▶ 抜粋
□ □ □ □ □ □ □
ITニュース. 企業のパッチ管理の基盤「WSUS」が非推奨へ、どうする!?オンプレのパッチ管理(2024年9月25日配信)

 

Windows Server 2025になっても、オンプレのパッチ管理はWSUS頼り!?

 

 WSUSはWindows Server 2025で「削除」されたわけではないので、少なくともWindows Server 2025のメインストリームサポートが終了する2029年10月9日まで、あるいは延長サポートが終了する2034年10月10日までは運用できるはずです。Windows Server 2025リリース後の最新のリストによると、WSUSはアクティブな開発は終了しましたが、既存のすべての機能とコンテンツは引き続き(WSUS展開環境で)利用できると説明されています。

Windows Server 2025 以降で削除された機能または開発されなくなった機能|Windows Server(Microsoft Learn)

 WSUSはまだ削除されていないとはいえ、Windows Server 2025で本当に問題なく動作するのか、検証してみました。非推奨(開発終了)リスト入りして、いつの間にか正常に機能しなくなっていた、あるいは正常に機能しないと分かってから非推奨リストに入れられたという実例があります。例えば、Windows Server 2012で非推奨リスト入りした「SMTPサーバー」機能は、Windows Server2019までは問題なく機能していましたが、Windows Server 2022で正常に機能しなくなり、Windows Server 2025でようやく削除されました。

 Windows Server 2025デスクトップエクスペリエンスでの「役割と機能の追加ウィザード」によるサーバーの機能「Windows Server Update Services」の追加(Windows Internal Databace《WID》を使用)と、インストール後のタスクの実行は正常に完了しました(画面1)。「Update Services」スナップイン(wsus.msc)の初回起動時の「Windows Server Update Services設定ウィザード」を使用した、アップストリームサーバーへの接続、サーバー設定、および初回同期も問題ありませんでした(画面2)。なお、Windows Server 2025からは、WIDも非推奨入りしています。可能であれば、SQL Serverを使用したWSUSの構築をお勧めします。

 

画面1 Windows Server 2025にサーバーの役割「Windows Server Update Services」を追加し、インストール後のタスクを起動
画面1 Windows Server 2025にサーバーの役割「Windows Server Update Services」を追加し、インストール後のタスクを起動

 

画面2 「Windows Server Update Services設定ウィザード」も問題なく完了
画面2 「Windows Server Update Services設定ウィザード」も問題なく完了

 同期された更新プログラムの手動承認、定義更新プログラムの自動承認、レポート機能、Active Directoryのグループポリシーによるクライアント設定、HTTP接続ポート「8530」(既定)とHTTPS接続ポート「8531」(IISマネージャーによる証明書のバインドが必要)の両方の動作を確認しましたが、いずれも問題ありませんでした(画面3)。
□ □ □ □ □ □ □
▶ 提供一覧
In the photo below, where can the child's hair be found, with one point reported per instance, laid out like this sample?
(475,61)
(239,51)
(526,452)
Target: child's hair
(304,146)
□ □ □ □ □ □ □
▶ 課題一覧
1. WSUSに関する抜粋のうち、「WSUSはWindows Server 2025で「削除」されたわけではないので、少なくともWindows」から「2022で正常に機能しなくなり、Windows Server 2025でようやく削除されました。」までの箇所を、「延長サポート」を「拡張サポート」に置き換えて編集してください。
2. Windows Server 2025でのWSUSの動作検証についての抜粋を、最後の文の後から書き進めてください。

▶ 各課題の解答
1.
WSUSはWindows Server 2025で「削除」されたわけではないので、少なくともWindows Server 2025のメインストリームサポートが終了する2029年10月9日まで、あるいは拡張サポートが終了する2034年10月10日までは運用できるはずです。Windows Server 2025リリース後の最新のリストによると、WSUSはアクティブな開発は終了しましたが、既存のすべての機能とコンテンツは引き続き(WSUS展開環境で)利用できると説明されています。

Windows Server 2025 以降で削除された機能または開発されなくなった機能|Windows Server(Microsoft Learn)

 WSUSはまだ削除されていないとはいえ、Windows Server 2025で本当に問題なく動作するのか、検証してみました。非推奨(開発終了)リスト入りして、いつの間にか正常に機能しなくなっていた、あるいは正常に機能しないと分かってから非推奨リストに入れられたという実例があります。例えば、Windows Server 2012で非推奨リスト入りした「SMTPサーバー」機能は、Windows Server2019までは問題なく機能していましたが、Windows Server 2022で正常に機能しなくなり、Windows Server 2025でようやく削除されました。

2.
 

画面3 更新プログラムの承認やレポート機能が問題なくこれまで通りに動作した
画面3 更新プログラムの承認やレポート機能が問題なくこれまで通りに動作した

 

 Windows Server 2022以前との大きな違いがあるとすれば、Windows Server 2025やWindows 11バージョン24H2の「設定|Windows Update」の「Microsoft Updateの更新プログラムをオンラインで確認する」がこれまであった場所(「更新プログラムのチェック」ボタンの下)にはなく、「更新プログラムのチェック」ボタンを展開(「V」をクリック)に移動されていたことです(画面4)。また、ポリシー管理されている場合、以前は「Windows Update」の文字の下に「*一部の設定は組織によって管理されています(ポリシーを表示する)」と表示されていましたが、それが表示されなくなり、「Windows Update|詳細オプション|追加オプション|構成されたポリシー」で確認するスタイルに変更されていました。WSUSを運用してきたIT担当者は、クライアント側のエクスペリエンスの変更に少し戸惑うかもしれません。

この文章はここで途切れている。